# [Aim of the exercise]
Turn the lines into a numbered list with no blank lines, starting at the line that contains "Given the photograph above, point out the olive" and continuing through the end of the items. Leave the pictures out.
━━━━━ Input rows ━━━━━
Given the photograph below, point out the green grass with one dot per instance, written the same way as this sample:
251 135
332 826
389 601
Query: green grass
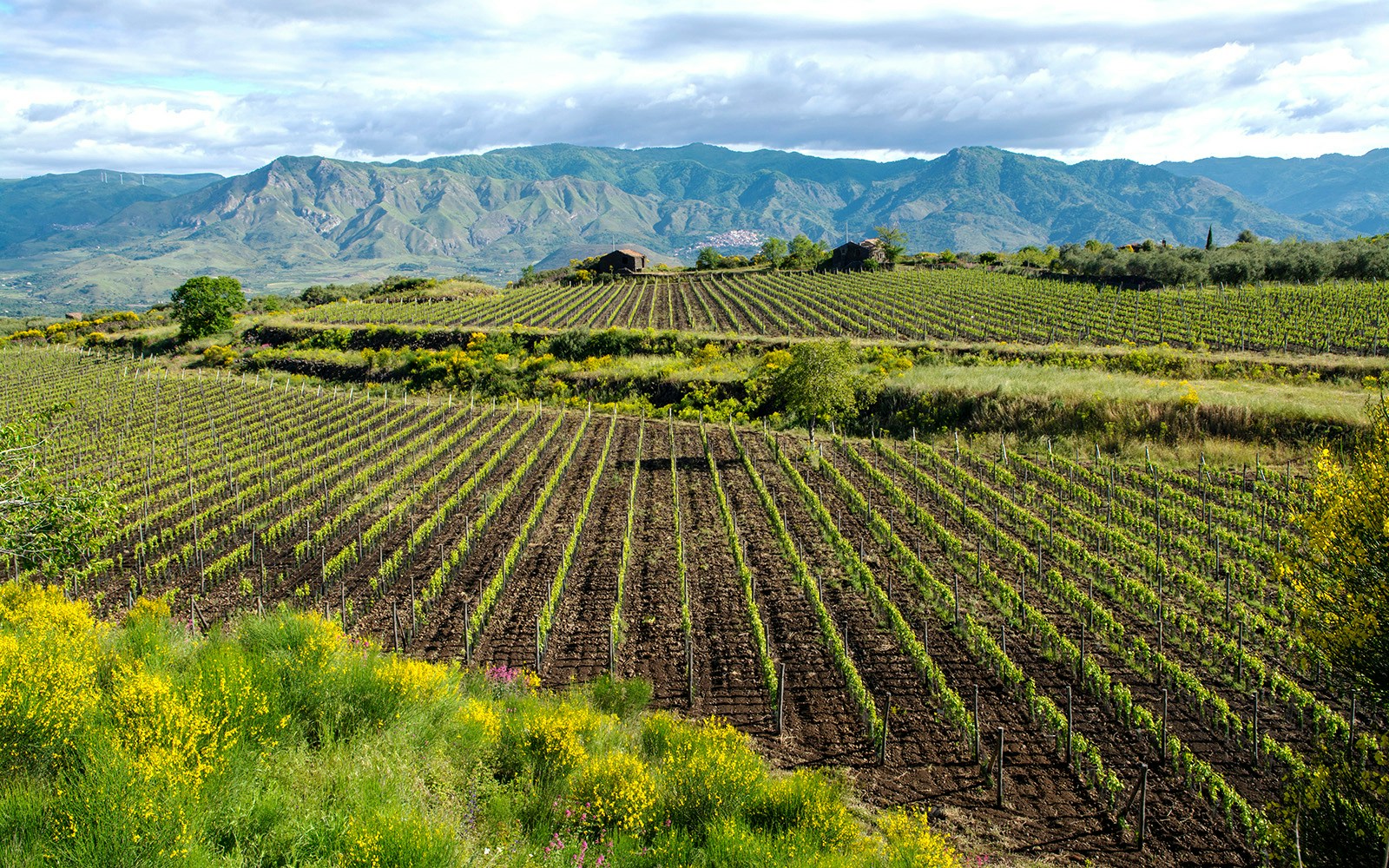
281 742
1337 402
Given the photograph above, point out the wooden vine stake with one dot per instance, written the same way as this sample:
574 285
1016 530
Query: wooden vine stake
781 694
999 773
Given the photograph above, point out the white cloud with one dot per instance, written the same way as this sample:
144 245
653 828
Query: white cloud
227 87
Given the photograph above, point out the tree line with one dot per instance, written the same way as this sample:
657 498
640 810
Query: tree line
1247 260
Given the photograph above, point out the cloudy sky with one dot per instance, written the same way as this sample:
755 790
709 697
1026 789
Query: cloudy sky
226 87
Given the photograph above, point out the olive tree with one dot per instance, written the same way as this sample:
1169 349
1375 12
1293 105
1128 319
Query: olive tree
205 306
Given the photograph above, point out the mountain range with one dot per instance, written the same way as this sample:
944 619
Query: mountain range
103 240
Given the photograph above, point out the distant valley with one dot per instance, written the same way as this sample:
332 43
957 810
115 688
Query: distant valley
104 240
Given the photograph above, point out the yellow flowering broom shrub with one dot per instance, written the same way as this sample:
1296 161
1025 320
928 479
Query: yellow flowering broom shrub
705 773
907 842
396 840
50 654
613 792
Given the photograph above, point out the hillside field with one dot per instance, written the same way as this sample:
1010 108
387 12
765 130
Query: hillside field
893 608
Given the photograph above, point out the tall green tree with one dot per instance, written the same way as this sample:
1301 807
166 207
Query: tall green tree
893 242
205 306
805 253
819 384
1340 567
46 523
708 259
773 250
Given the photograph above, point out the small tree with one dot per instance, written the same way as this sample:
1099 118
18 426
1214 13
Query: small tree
708 259
819 382
205 306
1340 569
892 240
773 250
805 253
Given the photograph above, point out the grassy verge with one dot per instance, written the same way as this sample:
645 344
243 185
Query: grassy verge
282 742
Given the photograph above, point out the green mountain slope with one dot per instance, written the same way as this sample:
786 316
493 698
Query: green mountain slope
305 220
1347 194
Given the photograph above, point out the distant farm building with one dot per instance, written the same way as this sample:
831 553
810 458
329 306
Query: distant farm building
853 256
622 261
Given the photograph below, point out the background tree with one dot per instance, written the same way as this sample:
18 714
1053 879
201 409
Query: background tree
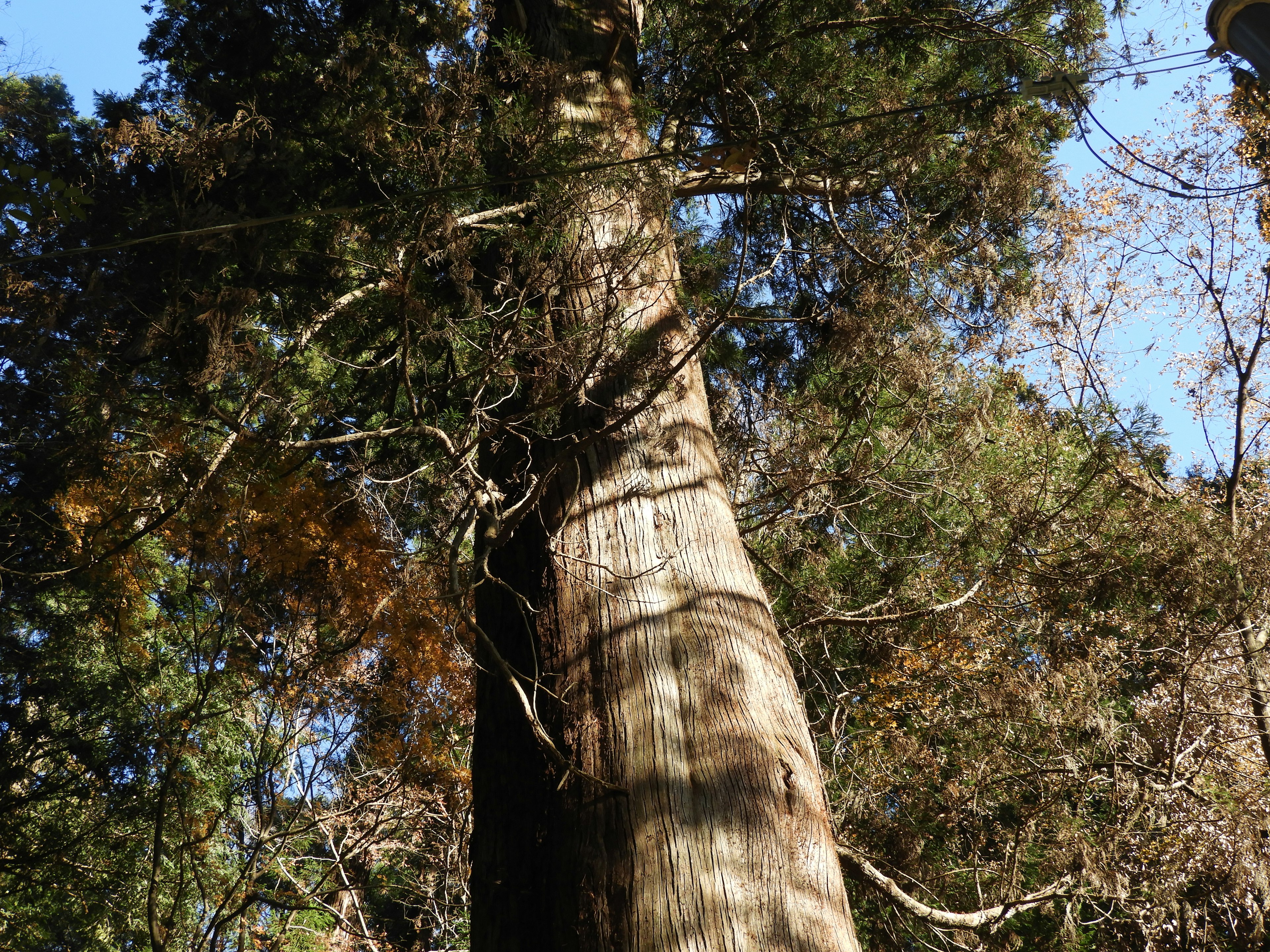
556 366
━━━━━
# [Output]
1. Given the photograph above, point out the olive tree with one dot per instance, written the same way as this sample:
2. 1169 349
3. 1375 12
4. 1293 105
5. 1128 319
6. Query: olive tree
7. 205 306
8. Given the photograph above, point out the mountain range with one dot per instance, written the same way as this sample:
9. 944 619
10. Query: mountain range
11. 103 240
12. Given the photograph above, point out the distant valley with one dot per instance, written the same way as this sample:
13. 332 43
14. 957 810
15. 115 688
16. Query: distant valley
17. 104 240
18. Given the photograph above, point out the yellow flowering broom shrub with one dot per instance, written the same way as this sample:
19. 1296 161
20. 1025 320
21. 928 479
22. Query: yellow flowering broom shrub
23. 705 773
24. 907 842
25. 396 840
26. 50 654
27. 613 792
28. Given the photograph above, point out the hillside field with one dot per instance, written the same way as this sample:
29. 1010 108
30. 387 12
31. 765 130
32. Query: hillside field
33. 893 608
34. Given the photograph above, point out the tall green tree with one dot per instance, written the same way as this sample:
35. 1301 807
36. 166 207
37. Query: tall green tree
38. 893 242
39. 205 306
40. 805 253
41. 819 384
42. 1340 567
43. 46 523
44. 708 259
45. 773 250
46. Given the photograph above, point out the small tree with one dot per instance, written the same way as this sample:
47. 1099 118
48. 18 426
49. 1214 13
50. Query: small tree
51. 708 259
52. 819 382
53. 205 306
54. 1340 569
55. 892 240
56. 773 250
57. 805 253
58. Given the photograph above, point out the grassy verge with one dot per instance, written the same way as this sample:
59. 645 344
60. 243 185
61. Query: grassy verge
62. 282 742
63. Given the photograph above, point out the green mountain slope with one dot per instance, written the same way as this sample:
64. 786 316
65. 493 698
66. Query: green mountain slope
67. 305 220
68. 1347 194
69. Given the photograph above, point out the distant farm building with one dot per instance, written the same way as this sample:
70. 831 553
71. 810 458
72. 329 306
73. Query: distant farm building
74. 853 256
75. 622 261
76. Given the photograph below, point out the background tree with one dot per instance, written the same way as this sample:
77. 18 714
78. 1053 879
79. 201 409
80. Query: background tree
81. 556 366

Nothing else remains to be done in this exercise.